* **WHAT YOU WILL DO**
Take every line containing "positive" from the material and copy it.

* **INFORMATION PROVIDED**
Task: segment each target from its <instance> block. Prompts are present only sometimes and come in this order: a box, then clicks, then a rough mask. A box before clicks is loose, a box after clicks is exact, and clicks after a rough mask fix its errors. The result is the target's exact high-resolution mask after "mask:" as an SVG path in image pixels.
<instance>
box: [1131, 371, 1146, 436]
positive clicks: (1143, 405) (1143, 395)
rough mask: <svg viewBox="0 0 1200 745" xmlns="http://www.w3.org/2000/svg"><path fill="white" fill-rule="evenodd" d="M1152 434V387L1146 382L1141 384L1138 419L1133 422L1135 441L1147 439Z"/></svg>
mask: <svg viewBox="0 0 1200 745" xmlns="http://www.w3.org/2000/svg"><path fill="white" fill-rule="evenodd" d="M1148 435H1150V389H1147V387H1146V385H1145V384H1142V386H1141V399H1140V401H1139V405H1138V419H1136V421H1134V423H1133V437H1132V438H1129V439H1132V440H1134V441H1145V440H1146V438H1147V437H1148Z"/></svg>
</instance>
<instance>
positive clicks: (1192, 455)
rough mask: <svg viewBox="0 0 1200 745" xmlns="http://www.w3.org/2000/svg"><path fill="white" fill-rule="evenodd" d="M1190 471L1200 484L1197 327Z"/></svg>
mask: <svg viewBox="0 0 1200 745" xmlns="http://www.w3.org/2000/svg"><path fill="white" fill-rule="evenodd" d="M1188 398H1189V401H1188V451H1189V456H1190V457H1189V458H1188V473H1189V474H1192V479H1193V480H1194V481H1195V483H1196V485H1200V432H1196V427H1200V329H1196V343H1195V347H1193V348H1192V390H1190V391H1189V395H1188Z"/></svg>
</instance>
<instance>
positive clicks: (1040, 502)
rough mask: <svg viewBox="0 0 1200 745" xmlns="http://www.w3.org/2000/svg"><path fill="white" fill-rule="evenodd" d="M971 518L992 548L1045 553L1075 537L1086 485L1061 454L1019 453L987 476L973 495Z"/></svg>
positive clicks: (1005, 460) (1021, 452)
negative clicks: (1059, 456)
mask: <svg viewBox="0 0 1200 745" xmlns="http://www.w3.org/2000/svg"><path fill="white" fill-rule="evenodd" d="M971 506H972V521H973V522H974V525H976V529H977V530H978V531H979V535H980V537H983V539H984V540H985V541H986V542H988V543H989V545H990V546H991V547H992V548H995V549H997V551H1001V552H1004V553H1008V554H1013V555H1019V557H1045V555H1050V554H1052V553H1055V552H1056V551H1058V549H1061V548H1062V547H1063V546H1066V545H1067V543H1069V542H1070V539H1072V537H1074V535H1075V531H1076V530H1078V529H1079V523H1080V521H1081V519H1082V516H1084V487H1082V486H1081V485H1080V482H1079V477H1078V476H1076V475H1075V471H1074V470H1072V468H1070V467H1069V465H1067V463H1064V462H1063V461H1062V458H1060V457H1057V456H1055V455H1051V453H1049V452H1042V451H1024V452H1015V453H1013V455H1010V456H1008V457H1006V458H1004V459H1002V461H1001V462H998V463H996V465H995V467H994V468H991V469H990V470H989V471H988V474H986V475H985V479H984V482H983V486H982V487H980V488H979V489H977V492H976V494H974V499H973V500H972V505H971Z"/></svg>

* **WRITTEN REPLY**
positive clicks: (1143, 405) (1143, 395)
positive clicks: (1192, 455)
positive clicks: (1040, 502)
positive clicks: (1005, 460) (1021, 452)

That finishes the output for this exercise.